**BRIEF**
Please carry on the passage about the yeast spindle pole body, starting after its last sentence.

**PASSAGE PROVIDED**
Spindle Pole Body: In recent years, we have initiated a new project to determine the molecular framework of the microtubule-organizing center in the budding yeast Saccharomyces cerevisiae also known as the spindle pole body (SPB). Microtubule organizing centers play essential roles in chromosomesegregation, cytokinesis, fertilization, cell motility, and intracellular trafficking. Given their critical role in cell division, it is not surprising that defects in assembly and function have important implications in disease, particularly in cancer and birth defects. The yeast SPB is a massive macromolecular assembly that is about 1100 Å in diameter and about 1600 Å high where the core is built from ten components. Most of these proteins contain extended sections of coiled-coils and were not tenable problems until the development of new fusion proteins developed by the Rayment Lab. The current goal is to determine the structure of each component and use these to develop a three-dimensional model for the entire assembly in conjunction with electron microscopy, solution scattering, force measurements and computational modeling. This is part of a collaborative effort with Mark Winey, Trisha Davis, David Agard, Chip Asbury, and Andrej Sali.

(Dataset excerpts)
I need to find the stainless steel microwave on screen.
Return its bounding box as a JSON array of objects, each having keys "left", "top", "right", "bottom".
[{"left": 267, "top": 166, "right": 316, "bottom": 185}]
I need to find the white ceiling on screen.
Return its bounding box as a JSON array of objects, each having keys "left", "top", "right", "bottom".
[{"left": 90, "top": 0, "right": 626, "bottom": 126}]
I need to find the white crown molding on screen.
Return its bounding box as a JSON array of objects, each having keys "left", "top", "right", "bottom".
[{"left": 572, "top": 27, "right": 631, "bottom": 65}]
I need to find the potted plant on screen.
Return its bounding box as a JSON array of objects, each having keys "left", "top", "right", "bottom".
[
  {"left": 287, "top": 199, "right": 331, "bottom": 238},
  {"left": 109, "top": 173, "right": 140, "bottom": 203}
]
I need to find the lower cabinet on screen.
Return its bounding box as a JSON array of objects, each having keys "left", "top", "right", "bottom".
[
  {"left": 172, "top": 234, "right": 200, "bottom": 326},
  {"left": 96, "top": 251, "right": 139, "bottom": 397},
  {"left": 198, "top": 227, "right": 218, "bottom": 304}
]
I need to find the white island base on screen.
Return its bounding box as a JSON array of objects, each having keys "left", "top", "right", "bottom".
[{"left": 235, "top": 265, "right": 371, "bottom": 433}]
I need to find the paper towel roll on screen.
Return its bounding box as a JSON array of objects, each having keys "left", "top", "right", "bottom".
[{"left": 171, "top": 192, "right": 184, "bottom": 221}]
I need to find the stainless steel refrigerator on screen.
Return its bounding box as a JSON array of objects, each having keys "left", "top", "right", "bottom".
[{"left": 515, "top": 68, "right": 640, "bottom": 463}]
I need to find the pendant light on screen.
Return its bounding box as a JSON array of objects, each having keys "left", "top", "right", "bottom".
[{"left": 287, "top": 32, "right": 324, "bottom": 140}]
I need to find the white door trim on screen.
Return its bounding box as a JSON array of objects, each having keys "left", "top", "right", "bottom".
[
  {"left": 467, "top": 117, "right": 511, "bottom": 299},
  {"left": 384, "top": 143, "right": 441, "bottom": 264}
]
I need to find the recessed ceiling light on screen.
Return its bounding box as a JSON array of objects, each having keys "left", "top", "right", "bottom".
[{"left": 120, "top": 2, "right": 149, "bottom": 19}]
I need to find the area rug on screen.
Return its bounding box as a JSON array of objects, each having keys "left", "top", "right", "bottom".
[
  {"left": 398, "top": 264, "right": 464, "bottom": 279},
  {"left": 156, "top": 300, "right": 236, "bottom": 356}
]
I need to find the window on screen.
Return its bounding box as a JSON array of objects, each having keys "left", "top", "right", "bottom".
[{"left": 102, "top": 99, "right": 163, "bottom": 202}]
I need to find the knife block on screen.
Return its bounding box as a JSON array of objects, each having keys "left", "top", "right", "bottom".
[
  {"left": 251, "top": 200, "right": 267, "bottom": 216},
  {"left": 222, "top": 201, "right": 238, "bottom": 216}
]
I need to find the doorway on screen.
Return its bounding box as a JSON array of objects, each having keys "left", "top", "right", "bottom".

**TASK OUTPUT**
Fusarium Head Blight: Fusarium Head Blight is a plant disease with serious economic and healthconsequences. Indeed, it is estimated that between 1998 and 2000 the crop losses exceeded $2.9 billion dollars. The disease is caused by several species of the fungus Fusarium that reduce grain yields and contaminate the grains with trichothecene mycotoxins such as deoxynivalenol, nivalenol, and T-2 toxin. Although considerable effort has been devoted to overcoming this agricultural problem, at present there is no satisfactory way of combating these pathogens or their associated toxins. The goal of this research project is to create improved enzymes for inactivating the trichothecene mycotoxins through structural studies, coupled with protein engineering and directed evolution. This is an extension of a long-term interest in enzyme evolution. Photo credit to Brian Steffenson, University of Minnesota.
Collaborative interactions: The Rayment laboratory is highly collaborative which offers terrific opportunities for students and postdocs to receive an interdisciplinary training in biophysical approaches to important problems in biology. In addition to the collaborations noted above, there are active collaborations with Jorge Escalante-Semerena (University of Georgia) to continue long term studies of enzymes involved in cobalamin biosynthesis and protein acetylation, and Doug Weibel to investigate the structural basis of action of new antibiotics.